OBJECTIVE — Copy the material below, putting "simplified shape" in place of "simplified polygon" every time it appears and keeping everything else the same. Leave the pictures out of your copy.

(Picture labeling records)

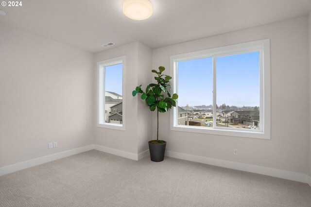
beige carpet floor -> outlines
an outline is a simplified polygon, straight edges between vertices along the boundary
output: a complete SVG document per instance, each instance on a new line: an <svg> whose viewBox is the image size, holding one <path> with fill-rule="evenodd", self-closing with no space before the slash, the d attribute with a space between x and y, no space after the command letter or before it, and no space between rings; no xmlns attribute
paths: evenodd
<svg viewBox="0 0 311 207"><path fill-rule="evenodd" d="M311 207L308 184L91 150L0 176L0 206Z"/></svg>

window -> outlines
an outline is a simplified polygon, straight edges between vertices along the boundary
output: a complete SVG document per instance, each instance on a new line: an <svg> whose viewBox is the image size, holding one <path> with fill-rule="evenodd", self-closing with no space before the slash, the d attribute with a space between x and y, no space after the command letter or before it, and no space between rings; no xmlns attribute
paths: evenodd
<svg viewBox="0 0 311 207"><path fill-rule="evenodd" d="M178 108L213 111L212 117L189 116L176 125L173 108L171 130L270 138L269 39L173 55L171 61Z"/></svg>
<svg viewBox="0 0 311 207"><path fill-rule="evenodd" d="M97 126L125 130L125 57L99 62L97 68Z"/></svg>

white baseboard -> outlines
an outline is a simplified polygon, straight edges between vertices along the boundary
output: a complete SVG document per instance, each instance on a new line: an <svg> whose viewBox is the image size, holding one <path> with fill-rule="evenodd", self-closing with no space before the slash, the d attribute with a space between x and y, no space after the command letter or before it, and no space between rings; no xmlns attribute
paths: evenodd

TASK OUTPUT —
beige carpet floor -> outlines
an outline is a simplified shape, straight edges between vertices along the boundary
output: a complete SVG document per instance, each instance on a new line: an <svg> whose viewBox is the image size, holding one <path> with fill-rule="evenodd", self-closing with no space before the slash, the d attribute with a space between x and y, no space after the command letter or before it, and no space between rings; no xmlns attribute
paths: evenodd
<svg viewBox="0 0 311 207"><path fill-rule="evenodd" d="M311 207L308 184L91 150L0 176L0 206Z"/></svg>

window -> outlines
an outline is a simplified shape, straight edges between vertices along the boundary
output: a complete SVG document per instance, each instance on a new line: an <svg> whose viewBox is the image size, holding one <path> with fill-rule="evenodd", self-closing with no space before the slash, the d attribute with a space between x and y, no space after the command letter or before it, and no space between rings; no xmlns attribute
paths: evenodd
<svg viewBox="0 0 311 207"><path fill-rule="evenodd" d="M178 108L213 111L212 117L189 116L176 125L173 108L171 130L270 138L269 39L173 55L171 61Z"/></svg>
<svg viewBox="0 0 311 207"><path fill-rule="evenodd" d="M97 126L125 130L125 57L99 62L97 68Z"/></svg>

white baseboard -> outlines
an outline is a simplified shape, straight edges between vertices along the boundary
output: a complete SVG document per instance, each instance on a new line: an <svg> whose viewBox is the image size, holding one <path> with fill-rule="evenodd", self-closing with no space before the slash, the d attribute with a space between x and y, no space after the command letter or before it, and no space between rings; no xmlns attribute
paths: evenodd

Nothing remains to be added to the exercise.